§ **Task item**
Transcribe each line below without altering anything.

Records from a collection:
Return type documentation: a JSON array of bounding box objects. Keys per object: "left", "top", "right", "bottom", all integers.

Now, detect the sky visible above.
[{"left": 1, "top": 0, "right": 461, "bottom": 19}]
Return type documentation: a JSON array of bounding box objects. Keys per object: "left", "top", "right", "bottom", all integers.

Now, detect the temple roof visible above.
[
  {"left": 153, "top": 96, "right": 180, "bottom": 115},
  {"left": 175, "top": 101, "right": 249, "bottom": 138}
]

§ **Answer**
Return type documentation: a JSON array of bounding box objects. Keys per object: "left", "top", "right", "bottom", all integers.

Now, detect the sky visible above.
[{"left": 1, "top": 0, "right": 461, "bottom": 19}]
Return type documentation: a JSON array of bounding box objects. Keys per object: "left", "top", "right", "bottom", all integers.

Now, detect the temple roof visible above.
[
  {"left": 153, "top": 96, "right": 180, "bottom": 115},
  {"left": 175, "top": 101, "right": 249, "bottom": 138}
]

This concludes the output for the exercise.